* BEGIN Text *

Netizens were particularly impressed by the white truck sliding onto the shoulder around the 22-second mark of the first clip.
Yesterday a LARGE amount of money spilled on I-285. 🤑💸💰 pic.twitter.com/wcul2ghiMl— Everything Georgia (@GAFollowers) July 10, 2019
The FOMO, or fear of missing out, immediately kicked in for netizens near and far from the capital of Georgia.
Last night, I was NOT driving on 1-285 and free money was flying all over the highway. This morning, I WAS driving on I-285 and a rock flew off of a large truck and cracked my windshield. I just.... pic.twitter.com/37hUwy4LOg— Super Saiyan Mai (@simplymaiya) July 10, 2019
So money was all over I-285... pic.twitter.com/XBnr0Wb4SF— Chlo Chlo 3/10✨ (@Chloegothejuice) July 10, 2019
So an armored truck fell over on I-285 and that part of it is super close to where I get on 285 normally..... its pilled money everywhere.... pic.twitter.com/F3nqnecTKf— Ryan Malis (@NayrmanBSC) July 10, 2019
The only thing I-285 has ever given me is stand-still traffic... https://t.co/oI0wrB7qcC— Bret Baker (@ThatBretGuy_) July 10, 2019
Me thinking about all that damn money on I-285 I missed out on smfh pic.twitter.com/RYHVTEH6zS— Lelouch Vi Hendrxx 🇭🇹 (@ohthats__jayy) July 10, 2019
Waiting on an armored truck to have a mishap in my neck of the woods... pic.twitter.com/EQHqgscFYj— Simby (@SimLuv1) July 10, 2019
Lord, i’ve seen what you’ve done for others lately.... pic.twitter.com/LzCJD9IxgN— Demitrius Valentino (@DValNtino) July 10, 2019
Unfortunately, those who cashed in on the payday probably won’t be able to reap the benefits of their seemingly fortunate timing.
"Those people who do not return the money, we have video, we have tag numbers. We have footage of people on the interstate. What we're asking the public to do is bring the money back, don't make us come looking for you, because if we do that, you probably will be charged,” Dunwoody Police Department Sgt. Robert Parsons told local Atlanta outlet WSB-TV 2.
On Facebook, the police department cited “Georgia Code Section: 16-8-6,” which says “a person commits the offense of theft of lost or mislaid property when he comes into control of property that he knows or learns to have been lost or mislaid and appropriates the property to his own use without first taking reasonable measures to restore the property to the owner.”
Following the update, a number of people actually returned cash retrieved from the would-be windfall (much to the confusion of responding netizens).
Though there was certainly an increase in traffic along the already-backed-up interstate, there were no reported crashes or injuries associated with the event, WSB-TV 2 noted Tuesday.
A similar occurrence involving a Brinks truck took place on December 13, 2018, along a New Jersey Highway, with losses totaling around $500,000.
Surprisingly, a total of nearly $320,000 had been returned a week later, reported AP on December 20.

* END Text *

● Written task
In the text about money spilled on I-285, which section of the Georgia Code did the police department cite on Facebook?

* BEGIN Excerpted data *

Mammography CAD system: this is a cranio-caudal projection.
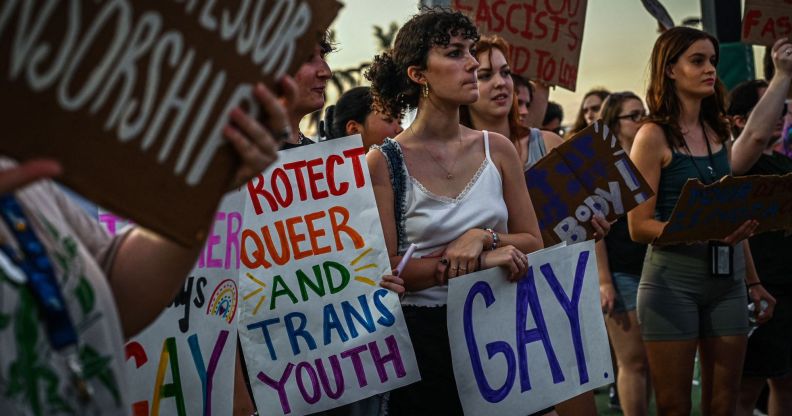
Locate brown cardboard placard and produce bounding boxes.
[741,0,792,46]
[0,0,341,245]
[525,120,654,246]
[656,173,792,244]
[451,0,588,91]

* END Excerpted data *

● Expected answer
Georgia Code Section 16-8-6